* **Passage provided**:
However, acid rain is certainly not a new phenomenon brought on by modern industrialization as all rainfall has a certain amount of natural acidity. It is just that pollutants released from industrialization increases this acidity a thousand fold! And don't think it's just rain you need to worry about as acidity can also be present - and be just as damaging - in snow hail, cloud, fog, mist and even air borne dust!

What causes acid rain? 

Approximately 300 million years ago, huge areas of the Earth were forested. Over time, tress came to the end of their natural life and died. Where they fell, they were gradually transformed into seams of fossil fuels such as coal and oil.

 Today we mine and burn fossil fuels in enormous quantities to generate electricity, heat our homes and power our factories. Unfortunately, burning fossil fuels releases releases huge amounts of pollutants - notably sulphur dioxide, nitrogen oxide and hydrocarbons - into the atmosphere.

Once they are in the atmosphere, sulphur dioxide, nitrogen oxide and the hydrocarbons react with sunlight to produce a selection of secondary pollutants such as ozone.

These secondary pollutants react with the sulphur dioxide, nitrogen oxide to form sulphuric-acid and nitric acid in the tiny droplets of water that go to make up our clouds. In this form the acids are carried on the wind to fall as 'acid rain' , often great distances away. Today, in spite of growing environmental awareness all around the world - and so is the damage caused by acid rain., large scale industrialization is still increasing.

* **Exercises**:
- 1) Which three pollutants does the acid rain text name as released in huge amounts when fossil fuels are burned?
- 2) Resume the acid rain text, picking up right after its final sentence.
The listing has nothing to do with the acid rain text.

* **Recorded information**:
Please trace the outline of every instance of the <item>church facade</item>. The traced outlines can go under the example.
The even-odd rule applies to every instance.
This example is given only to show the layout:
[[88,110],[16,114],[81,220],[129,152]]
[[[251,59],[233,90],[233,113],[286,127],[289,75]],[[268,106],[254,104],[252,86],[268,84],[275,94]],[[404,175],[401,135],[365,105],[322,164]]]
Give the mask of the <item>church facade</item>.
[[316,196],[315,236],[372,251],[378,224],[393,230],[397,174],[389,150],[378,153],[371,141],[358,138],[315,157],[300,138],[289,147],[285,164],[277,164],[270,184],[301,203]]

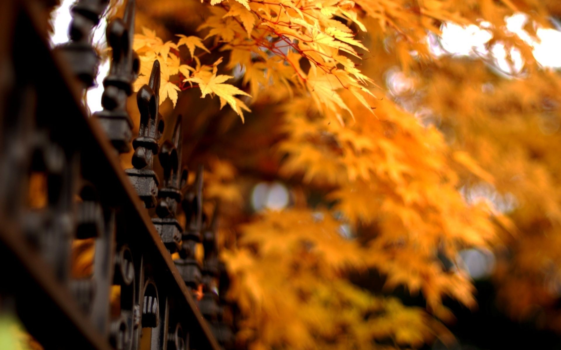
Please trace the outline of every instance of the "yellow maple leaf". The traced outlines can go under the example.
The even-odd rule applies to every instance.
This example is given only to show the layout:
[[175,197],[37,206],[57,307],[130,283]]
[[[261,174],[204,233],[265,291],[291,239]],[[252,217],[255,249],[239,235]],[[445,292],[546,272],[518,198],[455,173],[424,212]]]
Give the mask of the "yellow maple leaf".
[[234,2],[230,6],[230,10],[224,15],[224,17],[233,17],[237,16],[240,17],[243,27],[247,32],[247,36],[249,37],[255,26],[255,15],[251,11],[248,11],[249,8],[244,8],[240,3]]
[[[224,83],[227,80],[233,78],[232,76],[217,75],[217,66],[222,62],[222,60],[221,58],[215,62],[211,74],[208,71],[201,70],[194,73],[191,77],[186,78],[183,81],[199,84],[201,93],[201,98],[204,98],[209,94],[218,96],[220,98],[220,101],[225,101],[226,103],[228,103],[232,107],[232,109],[241,117],[243,121],[243,115],[242,109],[247,111],[250,111],[245,104],[238,99],[234,97],[234,96],[242,95],[251,97],[251,95],[233,85]],[[225,105],[225,103],[221,103],[221,107],[222,107]]]
[[179,47],[182,45],[186,46],[187,48],[189,49],[189,53],[191,54],[191,57],[192,57],[195,54],[195,48],[202,49],[208,53],[210,53],[210,52],[206,48],[206,46],[203,44],[203,40],[200,38],[193,35],[191,35],[191,36],[186,36],[183,34],[176,34],[176,36],[179,36],[181,38],[179,39],[179,41],[177,42],[177,47]]

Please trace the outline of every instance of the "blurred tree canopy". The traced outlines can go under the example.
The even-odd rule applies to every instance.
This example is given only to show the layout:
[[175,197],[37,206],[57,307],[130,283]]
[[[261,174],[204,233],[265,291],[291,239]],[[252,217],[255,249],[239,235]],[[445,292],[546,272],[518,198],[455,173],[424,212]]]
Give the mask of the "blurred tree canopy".
[[[453,341],[443,301],[476,306],[459,254],[470,248],[493,252],[503,312],[540,310],[561,331],[561,80],[507,27],[525,13],[537,40],[559,2],[137,4],[135,87],[159,60],[162,114],[182,114],[184,164],[205,165],[205,197],[220,203],[240,347]],[[490,39],[447,53],[446,23]],[[349,278],[373,270],[375,288]],[[390,296],[398,287],[425,306]]]

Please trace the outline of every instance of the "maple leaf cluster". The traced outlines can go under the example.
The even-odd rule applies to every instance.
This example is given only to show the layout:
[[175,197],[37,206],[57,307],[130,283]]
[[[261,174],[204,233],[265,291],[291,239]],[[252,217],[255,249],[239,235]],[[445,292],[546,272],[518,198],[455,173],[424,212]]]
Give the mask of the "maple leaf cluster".
[[[458,255],[470,248],[494,249],[494,279],[512,315],[554,304],[560,82],[505,21],[523,11],[549,25],[555,2],[139,3],[146,27],[135,37],[135,88],[158,59],[160,103],[179,107],[184,98],[200,112],[186,113],[194,131],[186,144],[197,143],[186,156],[207,162],[205,195],[226,204],[220,245],[241,343],[370,349],[449,340],[440,321],[453,316],[443,300],[475,306]],[[172,18],[191,35],[153,17]],[[448,21],[490,24],[486,45],[518,50],[523,73],[498,74],[485,57],[435,58],[427,41]],[[384,85],[396,71],[411,83],[399,93]],[[289,208],[249,208],[264,179],[289,186]],[[493,195],[473,195],[482,186]],[[511,197],[516,204],[505,209],[499,199]],[[371,270],[384,282],[374,292],[403,287],[426,307],[349,279]],[[561,317],[550,317],[561,329]]]

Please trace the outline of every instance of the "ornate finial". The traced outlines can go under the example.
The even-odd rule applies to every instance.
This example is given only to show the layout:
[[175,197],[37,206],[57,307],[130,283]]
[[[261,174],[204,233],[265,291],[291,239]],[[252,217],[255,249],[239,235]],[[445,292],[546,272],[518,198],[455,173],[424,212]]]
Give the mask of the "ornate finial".
[[196,289],[200,284],[202,275],[201,267],[195,252],[197,243],[201,241],[203,225],[203,166],[199,167],[195,183],[183,196],[181,202],[187,219],[183,243],[179,251],[181,259],[174,262],[188,287]]
[[153,170],[154,155],[158,154],[158,141],[164,130],[164,121],[158,112],[160,90],[160,63],[156,60],[152,66],[150,81],[139,90],[136,101],[140,111],[139,136],[132,141],[135,153],[134,168],[126,170],[146,208],[156,204],[158,180]]
[[79,0],[71,9],[70,41],[58,46],[70,69],[86,88],[94,86],[99,59],[91,47],[93,29],[99,23],[109,2],[109,0]]
[[162,188],[158,192],[159,201],[156,213],[159,217],[152,219],[160,234],[162,240],[171,253],[180,248],[183,228],[176,218],[177,203],[181,200],[181,189],[187,183],[187,170],[180,176],[181,166],[181,148],[183,144],[183,129],[181,116],[177,117],[172,140],[165,140],[162,145],[158,157],[164,169]]
[[105,34],[113,57],[109,75],[103,80],[103,110],[94,114],[120,153],[130,149],[132,121],[127,113],[127,97],[132,94],[132,83],[140,68],[138,56],[132,50],[135,7],[135,0],[128,0],[123,19],[116,18],[107,26]]

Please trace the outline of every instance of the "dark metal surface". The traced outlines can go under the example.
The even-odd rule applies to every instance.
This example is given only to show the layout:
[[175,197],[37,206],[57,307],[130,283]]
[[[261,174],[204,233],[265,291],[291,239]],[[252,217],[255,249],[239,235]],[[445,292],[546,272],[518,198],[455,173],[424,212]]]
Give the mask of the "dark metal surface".
[[[0,6],[13,18],[0,33],[9,53],[0,54],[0,64],[13,72],[0,74],[0,264],[10,267],[0,270],[0,300],[13,301],[47,349],[136,350],[149,344],[153,350],[217,350],[211,329],[219,330],[223,346],[231,332],[219,323],[216,226],[201,234],[202,167],[182,195],[187,172],[181,165],[180,117],[171,139],[158,143],[163,122],[157,61],[137,95],[134,168],[125,172],[116,152],[126,150],[132,127],[125,106],[138,72],[131,49],[134,3],[130,0],[125,19],[108,27],[111,70],[104,82],[104,110],[94,118],[80,99],[95,75],[91,29],[107,2],[80,0],[71,43],[54,52],[33,0]],[[108,127],[116,123],[122,127]],[[159,190],[153,168],[158,152]],[[180,203],[185,229],[176,217]],[[151,218],[146,208],[154,206],[158,217]],[[195,254],[201,237],[202,272]],[[77,242],[94,251],[91,271],[80,276],[71,273]],[[176,250],[181,258],[174,263],[170,251]],[[192,296],[201,283],[200,307],[211,326]]]

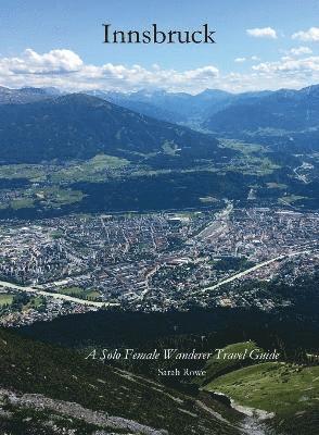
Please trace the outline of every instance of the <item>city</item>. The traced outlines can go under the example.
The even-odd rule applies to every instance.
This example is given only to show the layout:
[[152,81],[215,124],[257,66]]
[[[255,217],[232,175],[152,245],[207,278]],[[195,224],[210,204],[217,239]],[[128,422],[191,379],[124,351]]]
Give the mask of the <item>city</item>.
[[318,270],[318,220],[317,212],[226,201],[218,212],[4,221],[1,323],[109,308],[284,307],[290,300],[265,297],[263,283],[293,285]]

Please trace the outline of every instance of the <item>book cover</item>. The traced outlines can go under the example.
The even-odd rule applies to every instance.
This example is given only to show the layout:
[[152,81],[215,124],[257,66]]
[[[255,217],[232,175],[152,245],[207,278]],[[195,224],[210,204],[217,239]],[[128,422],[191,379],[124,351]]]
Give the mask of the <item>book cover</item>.
[[318,434],[318,1],[0,7],[0,435]]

* **Responses to the exercise**:
- 1) Sulphur dioxide, nitrogen oxide and hydrocarbons.

- 2)
The damage caused by acid rain

Over 1,000,000 square kilometres of Europe's forests have suffered the effects of acid rain, with conifers being damaged the most. The sulphur dioxide from burning fossil fuels may damage and kill many trees, but this is compounded as acid rain reacts with vital plant nutrients, preventing their uptake through root systems.

Even slight damage to a mature tree caused by pollution can be enough to kill it because it reduces the trees frost hardiness and its resistance to fungal and pest attack.

American studies have indicated that even where forests are showing none of the easily visible external signs of acid rain damage, pollution is nevertheless limiting their growth.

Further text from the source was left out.